▶ **GIVEN DATA**
━━━━━━━━━━━━━━━━━━━━

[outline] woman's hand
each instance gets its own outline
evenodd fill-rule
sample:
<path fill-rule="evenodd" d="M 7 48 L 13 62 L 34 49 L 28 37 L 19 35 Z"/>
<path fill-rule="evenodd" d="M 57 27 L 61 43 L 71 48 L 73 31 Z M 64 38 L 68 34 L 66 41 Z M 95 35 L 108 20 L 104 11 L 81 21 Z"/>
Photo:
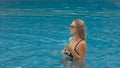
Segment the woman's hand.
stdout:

━━━━━━━━━━━━━━━━━━━━

▶ **ABOUT THIS TASK**
Your answer must be an exact copy of every entry, with no pictures in it.

▶ **ANSWER AREA**
[outline] woman's hand
each instance gets its own outline
evenodd fill-rule
sample:
<path fill-rule="evenodd" d="M 7 48 L 13 62 L 34 49 L 28 37 L 19 35 Z"/>
<path fill-rule="evenodd" d="M 57 27 L 61 43 L 71 48 L 73 31 Z M 64 38 L 68 34 L 66 41 Z M 95 35 L 108 20 L 104 11 L 81 21 Z"/>
Photo:
Segment the woman's hand.
stdout:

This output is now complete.